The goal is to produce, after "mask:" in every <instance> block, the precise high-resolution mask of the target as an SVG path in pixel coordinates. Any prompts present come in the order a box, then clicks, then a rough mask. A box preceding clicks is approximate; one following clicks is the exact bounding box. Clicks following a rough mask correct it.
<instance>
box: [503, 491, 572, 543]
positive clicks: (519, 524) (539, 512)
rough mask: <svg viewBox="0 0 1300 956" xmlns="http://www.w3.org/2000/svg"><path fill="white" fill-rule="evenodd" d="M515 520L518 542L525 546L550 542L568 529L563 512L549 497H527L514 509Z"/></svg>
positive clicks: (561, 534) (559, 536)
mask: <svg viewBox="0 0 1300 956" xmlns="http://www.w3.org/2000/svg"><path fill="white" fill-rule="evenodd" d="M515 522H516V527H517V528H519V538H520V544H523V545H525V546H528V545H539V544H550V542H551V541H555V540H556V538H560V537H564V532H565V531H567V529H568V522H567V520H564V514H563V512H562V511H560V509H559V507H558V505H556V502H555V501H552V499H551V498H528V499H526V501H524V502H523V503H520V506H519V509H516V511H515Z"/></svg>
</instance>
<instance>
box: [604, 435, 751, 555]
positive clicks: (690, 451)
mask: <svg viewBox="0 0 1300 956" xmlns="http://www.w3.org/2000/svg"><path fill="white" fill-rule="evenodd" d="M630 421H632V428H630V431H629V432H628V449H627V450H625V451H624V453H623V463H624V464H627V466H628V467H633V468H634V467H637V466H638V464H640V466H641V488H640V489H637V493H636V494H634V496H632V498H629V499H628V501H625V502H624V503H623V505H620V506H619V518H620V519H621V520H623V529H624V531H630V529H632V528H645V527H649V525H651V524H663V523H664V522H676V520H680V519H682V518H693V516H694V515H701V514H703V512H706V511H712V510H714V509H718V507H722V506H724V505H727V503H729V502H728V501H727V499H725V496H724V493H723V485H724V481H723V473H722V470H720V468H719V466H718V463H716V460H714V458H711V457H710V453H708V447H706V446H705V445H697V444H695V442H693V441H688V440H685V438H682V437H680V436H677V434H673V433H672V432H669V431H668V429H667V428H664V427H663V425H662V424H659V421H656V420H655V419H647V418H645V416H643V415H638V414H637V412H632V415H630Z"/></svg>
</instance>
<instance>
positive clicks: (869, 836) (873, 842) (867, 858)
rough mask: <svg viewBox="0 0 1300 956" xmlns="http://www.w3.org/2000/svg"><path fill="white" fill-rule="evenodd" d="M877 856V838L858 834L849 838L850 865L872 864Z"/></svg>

────────────────────

▸ ACTION ITEM:
Whenever the string "rough" shows up in a line of the records, copy that line.

▸ ANSWER SPACE:
The goal is to produce, after "mask:" in every <instance> block, the precise high-resolution mask of the target as an SVG path in pixel coordinates. Any prompts present come in the order a box, then clicks, then a rough mask. A box preceding clicks is approximate; one following clicks is the exact bounding box. Clicks following a rough mask correct it.
rough mask: <svg viewBox="0 0 1300 956" xmlns="http://www.w3.org/2000/svg"><path fill="white" fill-rule="evenodd" d="M515 520L518 542L525 546L550 542L568 529L563 512L549 497H527L514 509Z"/></svg>
rough mask: <svg viewBox="0 0 1300 956" xmlns="http://www.w3.org/2000/svg"><path fill="white" fill-rule="evenodd" d="M877 856V838L858 834L849 838L850 865L872 864Z"/></svg>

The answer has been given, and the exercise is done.